----- Records shown -----
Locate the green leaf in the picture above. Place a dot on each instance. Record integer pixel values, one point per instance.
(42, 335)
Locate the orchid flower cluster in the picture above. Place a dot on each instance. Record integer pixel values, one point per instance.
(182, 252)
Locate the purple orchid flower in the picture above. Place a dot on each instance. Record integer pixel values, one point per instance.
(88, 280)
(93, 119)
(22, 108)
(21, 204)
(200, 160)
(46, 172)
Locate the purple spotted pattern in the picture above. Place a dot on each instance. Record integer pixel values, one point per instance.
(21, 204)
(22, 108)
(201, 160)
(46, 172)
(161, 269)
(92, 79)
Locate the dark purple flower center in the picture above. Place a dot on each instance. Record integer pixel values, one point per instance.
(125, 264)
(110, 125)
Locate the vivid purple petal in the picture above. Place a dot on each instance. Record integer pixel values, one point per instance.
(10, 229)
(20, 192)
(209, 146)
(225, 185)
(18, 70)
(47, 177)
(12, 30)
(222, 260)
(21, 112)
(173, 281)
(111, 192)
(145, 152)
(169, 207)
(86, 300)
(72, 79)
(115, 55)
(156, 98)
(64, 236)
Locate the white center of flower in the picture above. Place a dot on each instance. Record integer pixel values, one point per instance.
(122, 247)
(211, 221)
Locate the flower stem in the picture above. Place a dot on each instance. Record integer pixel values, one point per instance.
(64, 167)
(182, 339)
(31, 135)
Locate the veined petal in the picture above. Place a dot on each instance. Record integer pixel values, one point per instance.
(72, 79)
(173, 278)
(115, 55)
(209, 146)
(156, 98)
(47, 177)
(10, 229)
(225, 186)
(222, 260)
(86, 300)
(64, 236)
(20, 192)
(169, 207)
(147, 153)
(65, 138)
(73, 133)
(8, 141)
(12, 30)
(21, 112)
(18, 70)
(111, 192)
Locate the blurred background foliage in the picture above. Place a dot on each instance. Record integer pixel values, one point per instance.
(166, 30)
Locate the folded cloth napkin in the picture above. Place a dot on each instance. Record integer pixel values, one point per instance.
-----
**Written request:** Reproduce all of the records above word for word, in their original order.

**The solution:**
Locate the green leaf in the picture above. Place a dot on each instance. Record integer pixel values, one point per instance.
(42, 335)
Locate the orchid flower cluster in the picture above. Place a dot on each instance. Record integer pixel values, one point per instance.
(182, 252)
Locate the purple orchid flower in the picture above. Place a dot on each instance. Record integer pixel values, one point per instance.
(88, 280)
(93, 119)
(22, 108)
(21, 204)
(200, 160)
(46, 172)
Locate the purple spotted pattern in the picture above. Place a dot on each instance. Record integer pixel values, one point per instance.
(21, 204)
(22, 108)
(201, 160)
(46, 172)
(161, 269)
(92, 79)
Locate the dark purple flower center in the picture above. Place a dot on each instance. Record integer pixel values, one point per instance.
(125, 264)
(110, 125)
Locate the vivid purple petal in the picture above. Place a dot on each instance. Record integer pixel values, one point per instance.
(10, 229)
(20, 192)
(209, 146)
(225, 185)
(18, 70)
(47, 177)
(12, 30)
(222, 260)
(21, 112)
(173, 281)
(111, 192)
(145, 152)
(169, 207)
(86, 300)
(72, 79)
(115, 55)
(156, 98)
(64, 236)
Locate the white center of flower in the picture above. Place a dot on each instance. Record integer pixel values, one point per instance.
(122, 247)
(211, 221)
Locate the flower stem in the picture above. Place a dot on each instance. Record integer pixel values, one point per instance.
(64, 167)
(182, 339)
(31, 135)
Locate the veined petal in the picture above. Place a dot on each instance. Record integer pixel values, one point per instance.
(72, 79)
(173, 278)
(115, 55)
(209, 146)
(156, 98)
(47, 177)
(10, 229)
(225, 186)
(222, 260)
(86, 300)
(64, 236)
(20, 192)
(169, 207)
(147, 153)
(65, 138)
(73, 133)
(8, 141)
(12, 30)
(21, 112)
(18, 70)
(111, 192)
Locate the blurred background foliage in the picture above. Place a dot on each instance. Record integer pixel values, one point per instance.
(166, 30)
Locate the folded cloth napkin in the picture above. Place a dot on each instance. Record integer pixel values, one point per instance.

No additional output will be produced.